- **YOUR INSTRUCTIONS**
Take the records below and write them out again exactly.
━━━━━━━━
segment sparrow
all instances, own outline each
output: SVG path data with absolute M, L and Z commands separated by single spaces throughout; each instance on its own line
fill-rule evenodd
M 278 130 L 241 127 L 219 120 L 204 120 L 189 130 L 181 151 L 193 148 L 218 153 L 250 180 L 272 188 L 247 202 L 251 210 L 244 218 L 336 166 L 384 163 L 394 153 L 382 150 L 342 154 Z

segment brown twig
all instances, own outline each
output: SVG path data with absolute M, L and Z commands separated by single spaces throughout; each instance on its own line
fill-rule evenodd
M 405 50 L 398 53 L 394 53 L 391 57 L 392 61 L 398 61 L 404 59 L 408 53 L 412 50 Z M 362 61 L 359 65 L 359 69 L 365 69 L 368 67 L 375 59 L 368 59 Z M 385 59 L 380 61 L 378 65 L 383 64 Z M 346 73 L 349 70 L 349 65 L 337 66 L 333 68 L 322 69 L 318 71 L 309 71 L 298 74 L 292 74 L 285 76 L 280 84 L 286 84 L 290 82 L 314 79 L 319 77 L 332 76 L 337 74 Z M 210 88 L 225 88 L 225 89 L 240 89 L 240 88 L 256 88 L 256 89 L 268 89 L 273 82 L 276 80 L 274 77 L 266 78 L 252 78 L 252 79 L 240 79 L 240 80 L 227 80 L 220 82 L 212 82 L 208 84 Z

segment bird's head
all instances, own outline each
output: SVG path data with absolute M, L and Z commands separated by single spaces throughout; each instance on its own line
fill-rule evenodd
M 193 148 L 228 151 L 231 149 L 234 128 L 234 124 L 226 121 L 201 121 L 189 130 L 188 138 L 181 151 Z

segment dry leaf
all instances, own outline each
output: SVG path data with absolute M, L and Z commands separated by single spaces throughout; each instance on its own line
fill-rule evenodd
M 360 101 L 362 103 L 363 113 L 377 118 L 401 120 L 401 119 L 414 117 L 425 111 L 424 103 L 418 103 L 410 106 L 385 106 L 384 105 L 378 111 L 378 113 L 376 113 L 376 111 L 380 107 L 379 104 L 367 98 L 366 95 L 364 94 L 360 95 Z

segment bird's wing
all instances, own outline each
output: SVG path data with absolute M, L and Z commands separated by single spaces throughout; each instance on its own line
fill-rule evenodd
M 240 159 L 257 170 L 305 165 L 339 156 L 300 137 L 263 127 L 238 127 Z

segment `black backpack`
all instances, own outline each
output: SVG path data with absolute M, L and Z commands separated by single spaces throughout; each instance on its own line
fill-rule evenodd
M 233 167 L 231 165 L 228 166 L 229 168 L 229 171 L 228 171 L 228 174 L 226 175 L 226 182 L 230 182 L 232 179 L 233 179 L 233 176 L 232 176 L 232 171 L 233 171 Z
━━━━━━━━
- **TASK SOLUTION**
segment sparrow
all instances, own outline each
output: SVG path data with absolute M, L and Z commands separated by single spaces throughout; each instance on its own line
fill-rule evenodd
M 278 130 L 241 127 L 219 120 L 204 120 L 189 130 L 181 151 L 193 148 L 218 153 L 250 180 L 272 188 L 247 202 L 251 210 L 244 218 L 336 166 L 384 163 L 394 153 L 382 150 L 342 154 Z

segment brown twig
all instances, own outline each
output: SVG path data with absolute M, L and Z commands separated by single spaces throughout; each instance on its own line
fill-rule evenodd
M 405 50 L 398 53 L 394 53 L 391 57 L 392 61 L 398 61 L 404 59 L 408 53 L 412 50 Z M 362 61 L 359 65 L 359 69 L 365 69 L 368 67 L 375 59 L 368 59 Z M 385 59 L 380 61 L 378 65 L 383 64 Z M 346 73 L 349 70 L 349 65 L 337 66 L 333 68 L 322 69 L 318 71 L 309 71 L 298 74 L 292 74 L 285 76 L 280 84 L 286 84 L 290 82 L 314 79 L 319 77 L 332 76 L 337 74 Z M 210 88 L 225 88 L 225 89 L 240 89 L 240 88 L 256 88 L 256 89 L 268 89 L 273 82 L 276 80 L 274 77 L 266 78 L 252 78 L 252 79 L 240 79 L 240 80 L 227 80 L 220 82 L 212 82 L 208 84 Z

segment bird's head
all instances, own outline each
output: SVG path data with absolute M, L and Z commands separated by single spaces throughout; each instance on its own line
fill-rule evenodd
M 193 148 L 228 151 L 231 149 L 234 128 L 234 124 L 226 121 L 201 121 L 189 130 L 188 138 L 181 151 Z

segment dry leaf
all instances, own outline each
output: SVG path data with absolute M, L and Z commands separated by single spaces throughout; each instance on its own line
fill-rule evenodd
M 360 101 L 362 103 L 363 113 L 377 118 L 401 120 L 401 119 L 414 117 L 425 111 L 424 103 L 418 103 L 410 106 L 385 106 L 384 105 L 378 111 L 378 113 L 376 113 L 376 111 L 380 107 L 379 104 L 367 98 L 366 95 L 364 94 L 360 95 Z

segment bird's wing
all instances, own outline each
output: SVG path data with absolute M, L and Z commands separated by single spaces throughout; each instance on its own line
fill-rule evenodd
M 240 159 L 257 170 L 305 165 L 339 156 L 300 137 L 263 127 L 238 127 Z

segment `black backpack`
all instances, own outline each
output: SVG path data with absolute M, L and Z commands separated by single spaces throughout; each instance on its own line
fill-rule evenodd
M 233 167 L 231 165 L 228 166 L 229 168 L 229 171 L 228 171 L 228 174 L 226 175 L 226 182 L 230 182 L 232 179 L 233 179 L 233 176 L 232 176 L 232 171 L 233 171 Z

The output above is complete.